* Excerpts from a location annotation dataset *
⟨
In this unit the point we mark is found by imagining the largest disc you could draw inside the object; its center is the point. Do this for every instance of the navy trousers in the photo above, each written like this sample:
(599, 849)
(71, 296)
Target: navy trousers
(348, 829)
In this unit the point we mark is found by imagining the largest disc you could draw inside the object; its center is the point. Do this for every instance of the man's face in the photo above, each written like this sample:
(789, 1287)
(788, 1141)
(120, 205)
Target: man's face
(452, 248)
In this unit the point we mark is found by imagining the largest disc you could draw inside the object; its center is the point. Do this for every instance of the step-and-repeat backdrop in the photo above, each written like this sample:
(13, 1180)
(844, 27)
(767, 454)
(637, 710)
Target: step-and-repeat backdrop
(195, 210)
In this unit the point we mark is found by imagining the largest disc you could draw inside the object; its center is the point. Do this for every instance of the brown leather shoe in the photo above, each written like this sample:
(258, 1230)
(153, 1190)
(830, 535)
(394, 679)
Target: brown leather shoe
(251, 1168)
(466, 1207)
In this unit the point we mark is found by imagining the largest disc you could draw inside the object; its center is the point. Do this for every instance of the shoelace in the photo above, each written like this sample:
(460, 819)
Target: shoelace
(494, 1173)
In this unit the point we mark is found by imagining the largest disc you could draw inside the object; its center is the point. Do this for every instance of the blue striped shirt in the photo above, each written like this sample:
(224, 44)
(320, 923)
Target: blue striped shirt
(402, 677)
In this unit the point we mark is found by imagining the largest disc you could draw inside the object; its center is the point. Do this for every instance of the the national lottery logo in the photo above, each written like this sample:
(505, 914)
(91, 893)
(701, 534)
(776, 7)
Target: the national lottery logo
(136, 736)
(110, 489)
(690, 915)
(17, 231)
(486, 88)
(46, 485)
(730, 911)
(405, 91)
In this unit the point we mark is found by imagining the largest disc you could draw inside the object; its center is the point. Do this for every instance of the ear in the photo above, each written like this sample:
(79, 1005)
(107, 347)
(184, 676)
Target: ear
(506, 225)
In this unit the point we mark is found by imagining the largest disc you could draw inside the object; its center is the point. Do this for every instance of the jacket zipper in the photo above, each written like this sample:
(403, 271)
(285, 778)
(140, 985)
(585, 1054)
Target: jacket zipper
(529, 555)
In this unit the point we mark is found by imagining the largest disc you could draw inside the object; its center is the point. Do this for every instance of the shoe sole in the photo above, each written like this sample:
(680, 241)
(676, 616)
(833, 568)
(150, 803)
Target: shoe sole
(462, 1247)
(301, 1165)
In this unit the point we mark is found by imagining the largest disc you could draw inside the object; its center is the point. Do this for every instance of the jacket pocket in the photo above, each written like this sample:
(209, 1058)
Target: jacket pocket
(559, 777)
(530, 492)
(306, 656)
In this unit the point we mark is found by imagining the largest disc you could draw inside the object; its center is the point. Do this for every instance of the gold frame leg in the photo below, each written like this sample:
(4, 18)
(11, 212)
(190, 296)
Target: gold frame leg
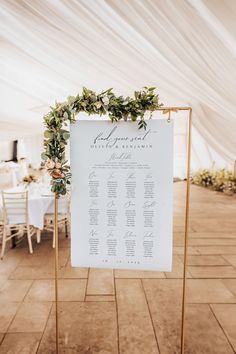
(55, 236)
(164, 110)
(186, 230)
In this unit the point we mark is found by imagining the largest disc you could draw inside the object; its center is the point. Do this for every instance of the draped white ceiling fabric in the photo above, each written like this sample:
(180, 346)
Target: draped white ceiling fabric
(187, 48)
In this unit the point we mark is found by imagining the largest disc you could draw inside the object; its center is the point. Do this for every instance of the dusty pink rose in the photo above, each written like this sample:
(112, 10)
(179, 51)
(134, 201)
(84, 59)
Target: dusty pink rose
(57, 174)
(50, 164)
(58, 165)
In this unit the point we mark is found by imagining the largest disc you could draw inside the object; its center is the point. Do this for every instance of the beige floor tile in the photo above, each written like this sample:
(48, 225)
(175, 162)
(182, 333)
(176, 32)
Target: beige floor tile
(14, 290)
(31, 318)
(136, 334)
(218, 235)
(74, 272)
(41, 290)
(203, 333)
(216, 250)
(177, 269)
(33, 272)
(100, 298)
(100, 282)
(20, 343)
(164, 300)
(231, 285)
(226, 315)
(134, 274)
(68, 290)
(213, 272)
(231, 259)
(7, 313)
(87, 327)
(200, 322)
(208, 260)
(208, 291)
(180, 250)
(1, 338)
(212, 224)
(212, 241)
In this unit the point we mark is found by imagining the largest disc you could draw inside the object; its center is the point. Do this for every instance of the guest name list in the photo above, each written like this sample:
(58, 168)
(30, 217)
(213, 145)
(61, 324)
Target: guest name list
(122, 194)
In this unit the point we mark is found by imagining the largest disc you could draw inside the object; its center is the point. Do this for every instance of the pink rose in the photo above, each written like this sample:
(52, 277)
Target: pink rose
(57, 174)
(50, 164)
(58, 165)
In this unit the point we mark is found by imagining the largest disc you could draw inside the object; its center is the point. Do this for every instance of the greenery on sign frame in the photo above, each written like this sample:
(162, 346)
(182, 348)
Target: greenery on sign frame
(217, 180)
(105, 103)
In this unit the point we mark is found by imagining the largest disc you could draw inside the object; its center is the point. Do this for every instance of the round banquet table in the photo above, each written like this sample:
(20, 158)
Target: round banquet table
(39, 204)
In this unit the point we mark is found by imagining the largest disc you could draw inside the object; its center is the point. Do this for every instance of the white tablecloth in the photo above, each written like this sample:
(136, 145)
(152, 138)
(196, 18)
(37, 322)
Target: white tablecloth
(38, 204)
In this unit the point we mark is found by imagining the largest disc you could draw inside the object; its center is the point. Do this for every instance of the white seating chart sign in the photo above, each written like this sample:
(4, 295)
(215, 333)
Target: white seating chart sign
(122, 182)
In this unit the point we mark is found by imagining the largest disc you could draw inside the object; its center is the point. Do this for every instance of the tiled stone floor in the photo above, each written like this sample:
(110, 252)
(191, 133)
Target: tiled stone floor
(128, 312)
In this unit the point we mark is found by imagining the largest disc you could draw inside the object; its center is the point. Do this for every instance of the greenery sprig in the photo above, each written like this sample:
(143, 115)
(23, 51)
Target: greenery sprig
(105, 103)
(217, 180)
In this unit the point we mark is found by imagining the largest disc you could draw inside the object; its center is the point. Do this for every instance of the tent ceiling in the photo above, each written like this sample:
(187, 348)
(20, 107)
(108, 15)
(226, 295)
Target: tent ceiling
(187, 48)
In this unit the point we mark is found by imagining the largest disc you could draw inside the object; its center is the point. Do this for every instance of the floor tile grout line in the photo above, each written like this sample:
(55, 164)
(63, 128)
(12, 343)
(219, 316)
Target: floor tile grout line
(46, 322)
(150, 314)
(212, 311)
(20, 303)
⟩
⟨
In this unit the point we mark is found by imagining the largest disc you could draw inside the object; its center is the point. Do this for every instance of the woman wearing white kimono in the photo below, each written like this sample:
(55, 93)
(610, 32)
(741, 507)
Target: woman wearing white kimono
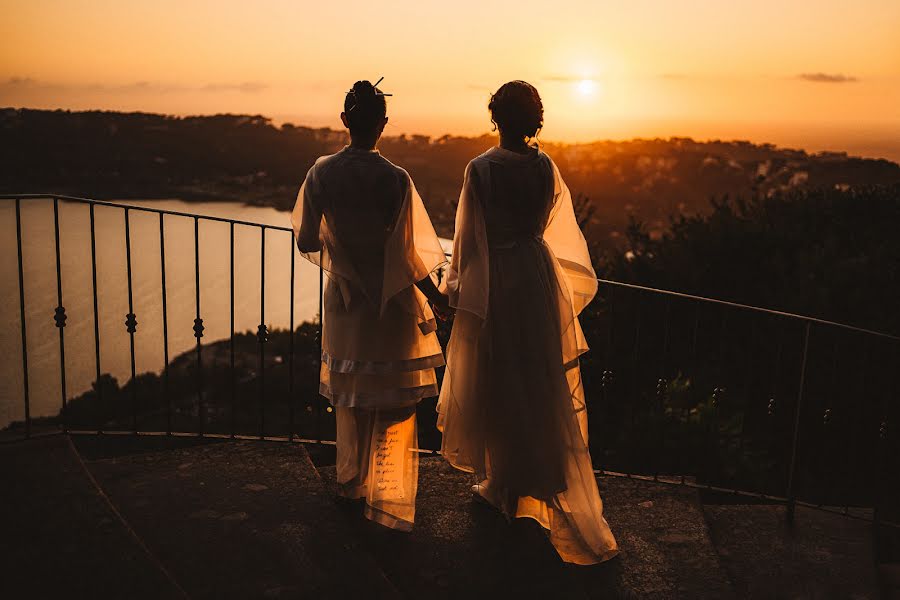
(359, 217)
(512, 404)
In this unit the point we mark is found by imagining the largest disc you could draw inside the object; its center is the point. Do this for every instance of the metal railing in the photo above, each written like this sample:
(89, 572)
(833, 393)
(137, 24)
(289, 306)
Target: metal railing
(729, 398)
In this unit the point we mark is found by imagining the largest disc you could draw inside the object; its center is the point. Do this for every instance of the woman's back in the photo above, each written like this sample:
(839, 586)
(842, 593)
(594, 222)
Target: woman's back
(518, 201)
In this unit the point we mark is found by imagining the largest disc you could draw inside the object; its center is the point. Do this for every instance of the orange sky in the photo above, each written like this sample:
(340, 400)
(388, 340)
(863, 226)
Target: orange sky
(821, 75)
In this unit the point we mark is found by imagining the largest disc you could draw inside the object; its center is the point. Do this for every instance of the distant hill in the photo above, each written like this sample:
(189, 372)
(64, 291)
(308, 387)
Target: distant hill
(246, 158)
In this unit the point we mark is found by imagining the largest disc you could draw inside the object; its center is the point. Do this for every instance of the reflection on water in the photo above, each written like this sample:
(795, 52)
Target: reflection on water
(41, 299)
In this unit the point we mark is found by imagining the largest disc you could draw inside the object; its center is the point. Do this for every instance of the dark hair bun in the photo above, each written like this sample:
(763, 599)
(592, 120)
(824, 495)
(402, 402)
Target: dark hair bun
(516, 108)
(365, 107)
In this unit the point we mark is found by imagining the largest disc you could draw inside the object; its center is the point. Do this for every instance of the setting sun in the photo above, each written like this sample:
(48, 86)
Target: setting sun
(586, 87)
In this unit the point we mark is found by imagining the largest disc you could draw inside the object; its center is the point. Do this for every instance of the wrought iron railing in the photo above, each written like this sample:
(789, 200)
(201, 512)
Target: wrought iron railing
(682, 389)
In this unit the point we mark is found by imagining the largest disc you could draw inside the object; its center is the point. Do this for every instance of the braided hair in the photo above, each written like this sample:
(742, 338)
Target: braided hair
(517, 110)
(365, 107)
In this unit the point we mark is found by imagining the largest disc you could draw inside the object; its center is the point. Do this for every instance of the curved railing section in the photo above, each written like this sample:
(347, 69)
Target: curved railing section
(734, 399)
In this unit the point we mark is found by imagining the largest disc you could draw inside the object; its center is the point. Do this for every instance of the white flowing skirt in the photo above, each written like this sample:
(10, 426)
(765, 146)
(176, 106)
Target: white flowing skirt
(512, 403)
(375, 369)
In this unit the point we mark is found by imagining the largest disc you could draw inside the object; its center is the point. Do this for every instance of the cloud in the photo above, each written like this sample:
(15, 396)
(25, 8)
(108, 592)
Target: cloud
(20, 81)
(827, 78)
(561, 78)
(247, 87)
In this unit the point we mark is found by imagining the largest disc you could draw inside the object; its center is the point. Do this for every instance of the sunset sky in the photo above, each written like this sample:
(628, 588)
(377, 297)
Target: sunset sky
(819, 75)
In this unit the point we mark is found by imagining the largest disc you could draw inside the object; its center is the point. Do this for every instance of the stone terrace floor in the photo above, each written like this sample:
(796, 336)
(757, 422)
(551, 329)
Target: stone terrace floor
⟩
⟨
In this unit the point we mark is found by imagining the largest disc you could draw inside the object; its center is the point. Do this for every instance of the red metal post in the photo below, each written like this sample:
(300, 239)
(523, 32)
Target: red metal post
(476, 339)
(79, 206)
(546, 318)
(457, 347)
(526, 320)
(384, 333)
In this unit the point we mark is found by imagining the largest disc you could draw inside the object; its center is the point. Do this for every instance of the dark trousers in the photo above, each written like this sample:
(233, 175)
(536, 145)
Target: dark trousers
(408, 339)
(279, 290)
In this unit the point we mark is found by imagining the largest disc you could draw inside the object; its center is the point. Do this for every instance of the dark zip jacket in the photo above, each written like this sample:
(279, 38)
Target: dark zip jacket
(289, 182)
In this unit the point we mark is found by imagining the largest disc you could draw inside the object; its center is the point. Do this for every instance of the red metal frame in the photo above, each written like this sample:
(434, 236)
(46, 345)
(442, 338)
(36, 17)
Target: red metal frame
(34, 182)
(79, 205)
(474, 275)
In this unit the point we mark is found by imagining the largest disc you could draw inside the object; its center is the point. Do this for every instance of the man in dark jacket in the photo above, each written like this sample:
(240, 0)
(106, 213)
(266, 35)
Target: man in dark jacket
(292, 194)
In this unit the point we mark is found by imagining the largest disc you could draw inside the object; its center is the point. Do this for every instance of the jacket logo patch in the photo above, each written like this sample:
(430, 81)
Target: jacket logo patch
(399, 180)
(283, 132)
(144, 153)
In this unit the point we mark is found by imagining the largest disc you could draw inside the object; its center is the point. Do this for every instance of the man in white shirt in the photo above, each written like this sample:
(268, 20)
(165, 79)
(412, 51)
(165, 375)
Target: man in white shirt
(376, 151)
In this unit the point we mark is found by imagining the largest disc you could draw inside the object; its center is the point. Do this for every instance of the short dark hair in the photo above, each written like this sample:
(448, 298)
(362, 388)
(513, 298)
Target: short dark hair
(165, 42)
⟩
* EXERCISE *
Reproduce the rows word for word, beginning at the line that contains "of the brown" and continuing through the line that contains "(466, 1207)".

* FINISHED TASK *
In this unit the point we mark is found by imagining the largest disc you could draw inside the object; its center is the point. Do this for every instance of the brown leather shoe in the photo above, each written like this sample:
(258, 1230)
(153, 1190)
(830, 535)
(394, 679)
Target: brown leather shoe
(251, 1168)
(466, 1207)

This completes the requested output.